QUOTED TEXT:
An unfinished world

Modern Art Oxford is presenting An Unfinished World, an exhibition of the work of Graham Sutherland. Nick Reeves went along to see what this show might reveal about one of Britain’s most under-celebrated artists.



Tree Forms by Graham Sutherland

Off to Modern Art Oxford (MAO) with your editor to view the latest attempt at a revival of Graham Sutherland’s reputation. Born in 1903, by the time of his death in 1980 Sutherland’s reputation was already eclipsed by a younger artist he mentored for many years, Francis Bacon. Sutherland’s influence was greater than the great libertine, Bacon himself, would have cared to admit but it would be a shame if Sutherland’s legacy was simply that of a good painter who inspired a greater one.
 
In the 1960s and 1970s Sutherland’s reputation was high and his prices reflected his widespread popularity. Collected and admired on the continent (the Italians especially took to his graphics and pursued them avidly), Sutherland lived mostly abroad, despite the many beautiful landscapes he made in Britain and especially in Pembrokeshire. He painted in the English romantic tradition that goes back to Samuel Palmer and John Linnell in the early 19th century.

It was said by some that he had lost his inspiration by moving to the south of France and severed an involvement with the spirit of place forged in the wild and geologically ancient environment of Pembrokeshire in the 1930s. However, Sutherland had already started to go back to Pembrokeshire and to reconnect with the source of his vision. He made his first trip back to Wales in 1967, returning regularly until his death. This new stimulus is evident in has late work, though he never quite recaptured the effortless lyricism of his early Welsh period when he painted nature in terms not so much of symbols as of a visionary transformation of things perceived; and where the vision is more real than the object of nature.

SET EXERCISE A: Gather every line of the records below that contains the string "bare", copying each one in full. Case counts.
The article on Graham Sutherland and the records that come after it are separate material.

DATA TO PROCESS:

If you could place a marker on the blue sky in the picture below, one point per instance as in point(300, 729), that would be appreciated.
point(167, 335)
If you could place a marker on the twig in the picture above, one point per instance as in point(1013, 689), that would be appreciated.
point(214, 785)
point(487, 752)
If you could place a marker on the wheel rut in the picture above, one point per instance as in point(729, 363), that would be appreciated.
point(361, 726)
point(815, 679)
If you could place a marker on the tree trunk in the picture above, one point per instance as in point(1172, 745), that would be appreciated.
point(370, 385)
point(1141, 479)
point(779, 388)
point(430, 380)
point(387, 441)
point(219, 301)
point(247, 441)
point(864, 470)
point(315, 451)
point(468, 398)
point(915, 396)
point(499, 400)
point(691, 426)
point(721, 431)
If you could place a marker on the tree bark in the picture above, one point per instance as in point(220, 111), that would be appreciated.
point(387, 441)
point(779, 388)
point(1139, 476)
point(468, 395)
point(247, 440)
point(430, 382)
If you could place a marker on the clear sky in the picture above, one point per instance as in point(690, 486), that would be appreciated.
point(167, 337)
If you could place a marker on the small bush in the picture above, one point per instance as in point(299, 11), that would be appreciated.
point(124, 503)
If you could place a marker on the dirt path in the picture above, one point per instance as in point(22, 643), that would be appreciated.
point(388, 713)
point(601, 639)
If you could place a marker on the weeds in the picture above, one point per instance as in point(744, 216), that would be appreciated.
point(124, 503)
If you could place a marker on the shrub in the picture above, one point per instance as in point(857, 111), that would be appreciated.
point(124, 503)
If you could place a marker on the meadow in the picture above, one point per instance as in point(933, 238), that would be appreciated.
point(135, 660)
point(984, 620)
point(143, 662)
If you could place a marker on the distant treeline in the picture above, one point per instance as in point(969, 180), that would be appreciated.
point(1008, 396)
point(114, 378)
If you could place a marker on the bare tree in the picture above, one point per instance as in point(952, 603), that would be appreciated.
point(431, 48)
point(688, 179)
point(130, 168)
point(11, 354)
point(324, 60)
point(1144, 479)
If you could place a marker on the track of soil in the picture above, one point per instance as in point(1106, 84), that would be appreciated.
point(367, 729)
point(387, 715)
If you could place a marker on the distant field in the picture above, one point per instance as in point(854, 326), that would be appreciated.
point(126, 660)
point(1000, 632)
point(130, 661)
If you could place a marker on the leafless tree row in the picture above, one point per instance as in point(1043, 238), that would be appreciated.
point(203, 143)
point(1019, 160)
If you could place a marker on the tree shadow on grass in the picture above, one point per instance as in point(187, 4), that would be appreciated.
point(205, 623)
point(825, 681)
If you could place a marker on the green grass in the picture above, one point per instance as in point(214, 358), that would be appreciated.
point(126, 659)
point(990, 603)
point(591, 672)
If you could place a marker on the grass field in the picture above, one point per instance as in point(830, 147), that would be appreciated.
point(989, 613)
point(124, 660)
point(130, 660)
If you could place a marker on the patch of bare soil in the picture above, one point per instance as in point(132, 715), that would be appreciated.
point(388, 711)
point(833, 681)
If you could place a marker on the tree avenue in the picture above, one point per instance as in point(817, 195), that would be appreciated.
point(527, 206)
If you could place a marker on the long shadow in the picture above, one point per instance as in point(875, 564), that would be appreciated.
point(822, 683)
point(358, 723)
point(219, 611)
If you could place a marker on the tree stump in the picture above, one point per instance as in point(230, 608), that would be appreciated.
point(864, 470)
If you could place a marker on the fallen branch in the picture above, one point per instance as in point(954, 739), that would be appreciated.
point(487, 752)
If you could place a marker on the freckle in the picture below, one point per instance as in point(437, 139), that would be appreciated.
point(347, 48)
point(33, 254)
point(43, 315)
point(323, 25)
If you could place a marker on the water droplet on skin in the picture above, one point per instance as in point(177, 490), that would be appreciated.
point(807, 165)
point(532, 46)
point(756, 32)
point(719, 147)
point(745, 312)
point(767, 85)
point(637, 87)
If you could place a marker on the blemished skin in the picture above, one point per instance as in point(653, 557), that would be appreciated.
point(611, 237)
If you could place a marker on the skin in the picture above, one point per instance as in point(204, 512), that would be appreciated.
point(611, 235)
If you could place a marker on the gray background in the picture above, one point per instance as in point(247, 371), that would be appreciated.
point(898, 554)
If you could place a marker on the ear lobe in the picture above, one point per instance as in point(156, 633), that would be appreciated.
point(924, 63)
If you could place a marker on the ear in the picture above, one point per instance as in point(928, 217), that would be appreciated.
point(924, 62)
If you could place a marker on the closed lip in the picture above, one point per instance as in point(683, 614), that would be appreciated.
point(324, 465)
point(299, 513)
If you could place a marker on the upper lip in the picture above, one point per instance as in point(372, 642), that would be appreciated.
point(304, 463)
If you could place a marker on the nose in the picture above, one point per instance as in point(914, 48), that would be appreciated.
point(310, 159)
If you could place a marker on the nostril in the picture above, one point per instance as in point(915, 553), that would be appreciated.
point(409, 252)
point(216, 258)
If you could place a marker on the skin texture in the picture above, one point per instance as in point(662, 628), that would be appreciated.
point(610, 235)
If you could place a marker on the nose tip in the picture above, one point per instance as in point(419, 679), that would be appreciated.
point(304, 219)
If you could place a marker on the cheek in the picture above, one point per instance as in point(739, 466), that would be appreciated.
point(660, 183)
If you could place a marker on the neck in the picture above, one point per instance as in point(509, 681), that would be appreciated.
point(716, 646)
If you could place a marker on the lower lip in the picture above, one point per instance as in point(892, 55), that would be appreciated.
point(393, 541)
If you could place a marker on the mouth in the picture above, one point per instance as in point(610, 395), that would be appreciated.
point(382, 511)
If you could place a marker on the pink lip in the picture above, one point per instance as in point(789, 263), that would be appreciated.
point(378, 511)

SET EXERCISE B: Summarize the article on Graham Sutherland in three sentences.

ANSWER A:
If you could place a marker on the bare tree in the picture above, one point per instance as in point(952, 603), that would be appreciated.
If you could place a marker on the patch of bare soil in the picture above, one point per instance as in point(132, 715), that would be appreciated.

ANSWER B: Modern Art Oxford is presenting An Unfinished World, an exhibition of work by Graham Sutherland, who was born in 1903 and whose reputation had been eclipsed by Francis Bacon, the younger artist he mentored, by the time of his death in 1980. Sutherland was highly regarded and widely collected in the 1960s and 1970s, and he painted in the English romantic tradition while living mostly abroad, despite the many landscapes he made in Pembrokeshire. Some said his move to the south of France cost him his inspiration, but he returned to Wales regularly from 1967 until his death, although he never quite recaptured the lyricism of his early Welsh period.